Goal of the exercise >> Take the line that contains "frame in this photo as integer pixel values." as the first line and the final line of the records as the last; return exactly those lines and the lines between.

Excerpts from a dataset
+ + + + + + +
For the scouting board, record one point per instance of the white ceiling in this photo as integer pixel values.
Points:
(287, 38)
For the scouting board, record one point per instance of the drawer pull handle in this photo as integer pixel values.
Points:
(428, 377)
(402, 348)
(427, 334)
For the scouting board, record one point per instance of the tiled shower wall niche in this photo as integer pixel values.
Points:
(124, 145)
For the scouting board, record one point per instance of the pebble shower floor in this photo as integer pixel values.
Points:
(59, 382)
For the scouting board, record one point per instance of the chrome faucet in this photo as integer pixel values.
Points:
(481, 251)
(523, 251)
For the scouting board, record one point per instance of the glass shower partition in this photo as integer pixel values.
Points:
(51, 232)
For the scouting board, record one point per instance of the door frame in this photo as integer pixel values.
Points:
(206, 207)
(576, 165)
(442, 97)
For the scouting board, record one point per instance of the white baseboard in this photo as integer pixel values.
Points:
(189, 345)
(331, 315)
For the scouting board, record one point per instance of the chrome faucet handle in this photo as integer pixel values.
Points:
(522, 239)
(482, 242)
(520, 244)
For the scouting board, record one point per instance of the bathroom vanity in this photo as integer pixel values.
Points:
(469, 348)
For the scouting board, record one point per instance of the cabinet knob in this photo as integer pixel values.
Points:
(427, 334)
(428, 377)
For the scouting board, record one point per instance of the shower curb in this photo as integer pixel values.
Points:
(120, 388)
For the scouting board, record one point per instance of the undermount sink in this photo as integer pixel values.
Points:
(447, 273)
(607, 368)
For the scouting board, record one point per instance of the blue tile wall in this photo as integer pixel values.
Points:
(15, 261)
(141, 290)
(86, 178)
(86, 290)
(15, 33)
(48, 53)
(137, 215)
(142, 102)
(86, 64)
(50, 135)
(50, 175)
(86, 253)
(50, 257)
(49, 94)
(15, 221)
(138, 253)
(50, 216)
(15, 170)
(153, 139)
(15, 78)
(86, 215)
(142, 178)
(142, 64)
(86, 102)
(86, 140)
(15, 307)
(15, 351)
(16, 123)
+ + + + + + +
Task answer >>
For the scouting board, record one point per instance of the door frame in this photo as integer pixel values.
Points:
(206, 207)
(576, 165)
(442, 97)
For the scouting board, record one point per instance of the white baseboard in this photo as integer pixel values.
Points:
(189, 345)
(331, 315)
For the scouting board, record one point per instance of the chrome faucet handle in this photo as integer pixel values.
Points:
(522, 239)
(482, 242)
(520, 244)
For the scouting board, record one point per instance of the bathroom vanity in this photo as integer pixel values.
Points:
(469, 348)
For the scouting board, record one point per instance of the cabinet knob in this photo as integer pixel values.
Points:
(427, 334)
(428, 377)
For the scouting board, record one point per instance of the shower curb in this photo as integer pixel values.
Points:
(120, 388)
For the scouting board, record one point per instance of the undermount sink in this photo as integer pixel values.
Points:
(447, 273)
(607, 368)
For the scouting board, record one point per instance of the blue tile wall in this photo as integer pixel values.
Points:
(15, 261)
(141, 290)
(86, 178)
(86, 290)
(15, 33)
(48, 53)
(137, 215)
(142, 102)
(86, 64)
(50, 135)
(50, 175)
(86, 253)
(50, 257)
(49, 94)
(15, 221)
(138, 253)
(50, 216)
(15, 170)
(153, 139)
(15, 78)
(86, 215)
(142, 178)
(142, 64)
(86, 102)
(86, 140)
(15, 307)
(15, 351)
(16, 123)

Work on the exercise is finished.